_WRITTEN EXERCISE_: Recast the listing below as a JSON array of strings, with one string for each line and any blank lines omitted.
## begin DATASET
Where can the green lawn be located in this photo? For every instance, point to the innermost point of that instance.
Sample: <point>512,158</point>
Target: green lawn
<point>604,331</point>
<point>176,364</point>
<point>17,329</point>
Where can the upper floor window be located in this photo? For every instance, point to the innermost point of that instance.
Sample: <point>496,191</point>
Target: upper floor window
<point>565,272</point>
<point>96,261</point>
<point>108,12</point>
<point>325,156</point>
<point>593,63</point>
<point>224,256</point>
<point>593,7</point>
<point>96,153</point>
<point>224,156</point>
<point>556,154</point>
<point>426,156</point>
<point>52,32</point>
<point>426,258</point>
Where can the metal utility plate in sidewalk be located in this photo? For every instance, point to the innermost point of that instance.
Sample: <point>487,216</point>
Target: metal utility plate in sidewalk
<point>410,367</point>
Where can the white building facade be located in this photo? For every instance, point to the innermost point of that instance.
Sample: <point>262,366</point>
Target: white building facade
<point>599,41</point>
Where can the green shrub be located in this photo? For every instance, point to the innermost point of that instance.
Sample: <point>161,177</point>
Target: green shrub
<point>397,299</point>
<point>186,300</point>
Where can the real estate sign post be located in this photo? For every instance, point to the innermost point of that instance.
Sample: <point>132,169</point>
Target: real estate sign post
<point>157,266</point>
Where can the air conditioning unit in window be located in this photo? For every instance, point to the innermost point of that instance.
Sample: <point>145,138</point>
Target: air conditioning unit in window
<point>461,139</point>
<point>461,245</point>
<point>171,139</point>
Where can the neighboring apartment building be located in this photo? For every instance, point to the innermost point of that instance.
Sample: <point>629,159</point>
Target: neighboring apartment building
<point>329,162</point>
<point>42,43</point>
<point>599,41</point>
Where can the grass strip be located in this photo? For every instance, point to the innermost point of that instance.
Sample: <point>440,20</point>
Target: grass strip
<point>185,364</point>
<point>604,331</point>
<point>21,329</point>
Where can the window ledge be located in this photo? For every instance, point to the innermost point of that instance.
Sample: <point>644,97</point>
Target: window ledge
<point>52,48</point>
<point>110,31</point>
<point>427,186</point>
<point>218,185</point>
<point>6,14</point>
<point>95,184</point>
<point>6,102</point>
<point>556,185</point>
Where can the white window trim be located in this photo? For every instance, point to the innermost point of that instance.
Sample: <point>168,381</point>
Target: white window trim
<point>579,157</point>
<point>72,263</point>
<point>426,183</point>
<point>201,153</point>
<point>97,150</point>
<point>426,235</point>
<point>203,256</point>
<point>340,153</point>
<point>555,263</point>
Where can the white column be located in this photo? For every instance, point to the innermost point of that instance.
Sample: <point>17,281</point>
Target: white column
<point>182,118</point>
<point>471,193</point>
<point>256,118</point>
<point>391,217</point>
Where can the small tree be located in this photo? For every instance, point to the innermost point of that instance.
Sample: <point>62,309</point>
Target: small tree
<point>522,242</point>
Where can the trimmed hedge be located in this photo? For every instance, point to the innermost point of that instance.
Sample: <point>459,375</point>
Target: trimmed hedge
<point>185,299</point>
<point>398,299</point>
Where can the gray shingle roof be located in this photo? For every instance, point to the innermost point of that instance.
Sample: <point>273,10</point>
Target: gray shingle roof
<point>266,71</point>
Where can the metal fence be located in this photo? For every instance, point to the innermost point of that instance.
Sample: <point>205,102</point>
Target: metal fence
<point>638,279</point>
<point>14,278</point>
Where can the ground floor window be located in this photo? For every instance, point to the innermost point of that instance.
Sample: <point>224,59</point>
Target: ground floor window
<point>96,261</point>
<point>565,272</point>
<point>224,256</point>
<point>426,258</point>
## end DATASET
_WRITTEN REPLY_:
[
  "Where can the green lawn be located in this photo? For every instance, point to the innermost point of that instance.",
  "Sample: <point>512,158</point>",
  "Target: green lawn",
  "<point>604,331</point>",
  "<point>176,364</point>",
  "<point>17,329</point>",
  "Where can the upper floor window be located in this photo? For every instance, point to the innermost point of that instance.",
  "Sample: <point>496,191</point>",
  "Target: upper floor window",
  "<point>565,272</point>",
  "<point>96,261</point>",
  "<point>108,12</point>",
  "<point>325,156</point>",
  "<point>593,63</point>",
  "<point>224,256</point>",
  "<point>593,7</point>",
  "<point>96,153</point>",
  "<point>224,156</point>",
  "<point>556,154</point>",
  "<point>426,156</point>",
  "<point>52,32</point>",
  "<point>426,258</point>",
  "Where can the metal utility plate in sidewalk be located in this photo? For every instance, point to the innermost point of that instance.",
  "Sample: <point>487,216</point>",
  "Target: metal utility plate in sidewalk",
  "<point>410,367</point>",
  "Where can the white building facade be located in this photo? For every instance, point to the innermost point of that instance.",
  "Sample: <point>262,366</point>",
  "Target: white building facade",
  "<point>599,41</point>",
  "Where can the green shrub be located in this photo? For every instance, point to the innermost point of that instance.",
  "Sample: <point>161,177</point>",
  "Target: green shrub",
  "<point>397,299</point>",
  "<point>186,300</point>",
  "Where can the real estate sign post be located in this photo? For every instance, point to the innermost point of that instance.",
  "Sample: <point>132,169</point>",
  "Target: real estate sign post",
  "<point>157,266</point>",
  "Where can the air conditioning unit in window be located in this photo? For every instance, point to the innermost point of that instance.",
  "Sample: <point>145,138</point>",
  "Target: air conditioning unit in window",
  "<point>461,139</point>",
  "<point>461,245</point>",
  "<point>171,139</point>",
  "Where can the neighboring apartment building be located in this photo? For every instance, point to the innermost point of that instance.",
  "Sample: <point>629,159</point>",
  "Target: neighboring apartment building",
  "<point>329,162</point>",
  "<point>42,43</point>",
  "<point>599,41</point>",
  "Where can the grass strip be located in this photo? For every instance, point to the innermost point of that instance.",
  "Sample: <point>440,20</point>",
  "Target: grass strip",
  "<point>185,364</point>",
  "<point>604,331</point>",
  "<point>21,329</point>",
  "Where can the window ledge be located in this photo? For every instance, point to the innermost point of that instance.",
  "Sample: <point>644,97</point>",
  "Target: window ledge",
  "<point>52,48</point>",
  "<point>110,31</point>",
  "<point>427,186</point>",
  "<point>218,185</point>",
  "<point>6,14</point>",
  "<point>95,184</point>",
  "<point>6,102</point>",
  "<point>556,185</point>",
  "Where can the white window trim be located in this photo? For every instance, point to the innermost point of that instance.",
  "Sample: <point>168,381</point>",
  "Target: white window trim",
  "<point>579,157</point>",
  "<point>72,263</point>",
  "<point>426,183</point>",
  "<point>201,153</point>",
  "<point>97,150</point>",
  "<point>426,235</point>",
  "<point>203,256</point>",
  "<point>340,153</point>",
  "<point>555,263</point>",
  "Where can the white column be located in this photo? For every instance, point to the innermost point of that instance.",
  "Sample: <point>17,281</point>",
  "Target: white column",
  "<point>182,118</point>",
  "<point>471,193</point>",
  "<point>256,118</point>",
  "<point>391,217</point>",
  "Where can the small tree be located in this photo? For every instance, point to the innermost point of that instance.",
  "Sample: <point>62,309</point>",
  "Target: small tree",
  "<point>522,242</point>",
  "Where can the trimmed hedge be located in this photo? For every instance, point to the innermost point of that instance.",
  "Sample: <point>459,375</point>",
  "Target: trimmed hedge",
  "<point>185,299</point>",
  "<point>398,299</point>",
  "Where can the gray shingle roof be located in this photo? For every instance, point to the innermost point of that instance.",
  "Sample: <point>273,10</point>",
  "Target: gray shingle roof",
  "<point>266,71</point>",
  "Where can the metal fence be located in this photo? For every instance, point to the innermost point of that instance.",
  "Sample: <point>205,102</point>",
  "Target: metal fence",
  "<point>638,279</point>",
  "<point>14,278</point>",
  "Where can the ground floor window be located in this photo? For every instance, point to the innermost point of that instance.",
  "Sample: <point>224,59</point>",
  "Target: ground floor window",
  "<point>96,261</point>",
  "<point>565,272</point>",
  "<point>224,256</point>",
  "<point>426,258</point>"
]